__Passage__
■ ■ ■ ■ ■ ■ ■
Điện Biên Đông is a rural district of Điện Biên province in the Northwest region of Vietnam. The district is predominantly mountainous. The district was established in 1995.

As of 2003 the district had a population of 48,990. The district covers an area of 1,206 km². The district capital lies at Mường Luân, although the only town in the district is Điện Biên Đông.

Geography
The district lies in the southeastern part of Điện Biên Province, to the immediate southeast of Điện Biên Phủ City, south of Tuần Giáo district, east of Điện Biên district, north/northwest of Sốp Cộp district and west of Sông Mã district and Thuận Châu district in Sơn La province.

Điện Biên Đông is located at an average elevation of 900–1000 m. The land is dominated by many streams and mountains which account for 90% of natural land. The main river is the Nậm Mạ River which flows through the central part of the district. Điện Biên Đông has a tropical climate, influenced each year by two large air masses: the northern dry air, and the cold and hot humid air from the south. Average rainfall is from 1600–1700 mm, falling mostly in June, and the average temperature throughout the year is 22 degrees Celsius. The ethnic composition is as follows: Hmong (53.73%), Thai (32.06%), Lao (2.9%), Kho Mu (5.96%) and Sinh Mun (3.46%), with the remainder being minorities.
■ ■ ■ ■ ■ ■ ■
__Records for this task__

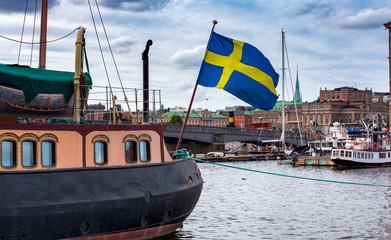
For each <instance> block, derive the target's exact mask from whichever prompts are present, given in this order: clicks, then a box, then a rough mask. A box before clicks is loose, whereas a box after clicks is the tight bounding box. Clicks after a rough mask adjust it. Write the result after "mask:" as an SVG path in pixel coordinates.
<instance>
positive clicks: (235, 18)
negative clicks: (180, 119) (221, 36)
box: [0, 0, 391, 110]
■ ■ ■ ■ ■ ■ ■
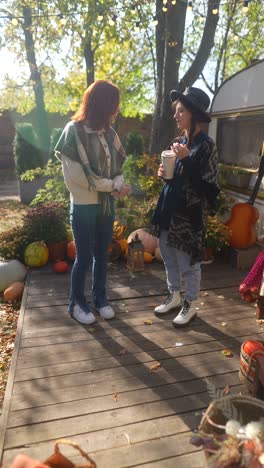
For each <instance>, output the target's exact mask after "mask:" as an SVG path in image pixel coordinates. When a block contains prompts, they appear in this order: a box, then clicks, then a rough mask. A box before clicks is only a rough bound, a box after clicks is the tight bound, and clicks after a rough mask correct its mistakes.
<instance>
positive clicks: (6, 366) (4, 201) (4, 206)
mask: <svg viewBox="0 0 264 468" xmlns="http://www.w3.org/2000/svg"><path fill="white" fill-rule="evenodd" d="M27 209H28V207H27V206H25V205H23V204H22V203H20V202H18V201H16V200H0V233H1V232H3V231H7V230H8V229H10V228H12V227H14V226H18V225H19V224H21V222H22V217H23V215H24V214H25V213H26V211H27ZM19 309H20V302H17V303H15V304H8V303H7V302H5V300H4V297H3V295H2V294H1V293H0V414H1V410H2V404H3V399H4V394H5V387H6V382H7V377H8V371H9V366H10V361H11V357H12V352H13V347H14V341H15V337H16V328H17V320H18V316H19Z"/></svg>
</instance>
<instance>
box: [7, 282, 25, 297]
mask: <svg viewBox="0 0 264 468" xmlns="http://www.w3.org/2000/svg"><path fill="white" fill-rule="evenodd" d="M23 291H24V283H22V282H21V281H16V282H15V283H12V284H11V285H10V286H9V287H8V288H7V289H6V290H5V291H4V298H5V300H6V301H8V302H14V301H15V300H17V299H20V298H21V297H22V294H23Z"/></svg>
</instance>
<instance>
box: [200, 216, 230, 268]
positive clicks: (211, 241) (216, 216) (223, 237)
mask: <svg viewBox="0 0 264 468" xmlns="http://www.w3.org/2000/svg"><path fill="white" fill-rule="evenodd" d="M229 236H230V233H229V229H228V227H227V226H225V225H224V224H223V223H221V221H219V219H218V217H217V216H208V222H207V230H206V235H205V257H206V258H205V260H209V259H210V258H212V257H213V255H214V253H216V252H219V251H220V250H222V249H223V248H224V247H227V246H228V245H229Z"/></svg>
■ ■ ■ ■ ■ ■ ■
__Required actions__
1. List the ethnic groups that the passage about Điện Biên Đông district names, with the share given for each.
2. Report every line of the entries that contains the word "positive".

__Answers by item__
1. Hmong (53.73%), Thai (32.06%), Lao (2.9%), Kho Mu (5.96%), Sinh Mun (3.46%)

2.
positive clicks: (235, 18)
positive clicks: (6, 366) (4, 201) (4, 206)
positive clicks: (211, 241) (216, 216) (223, 237)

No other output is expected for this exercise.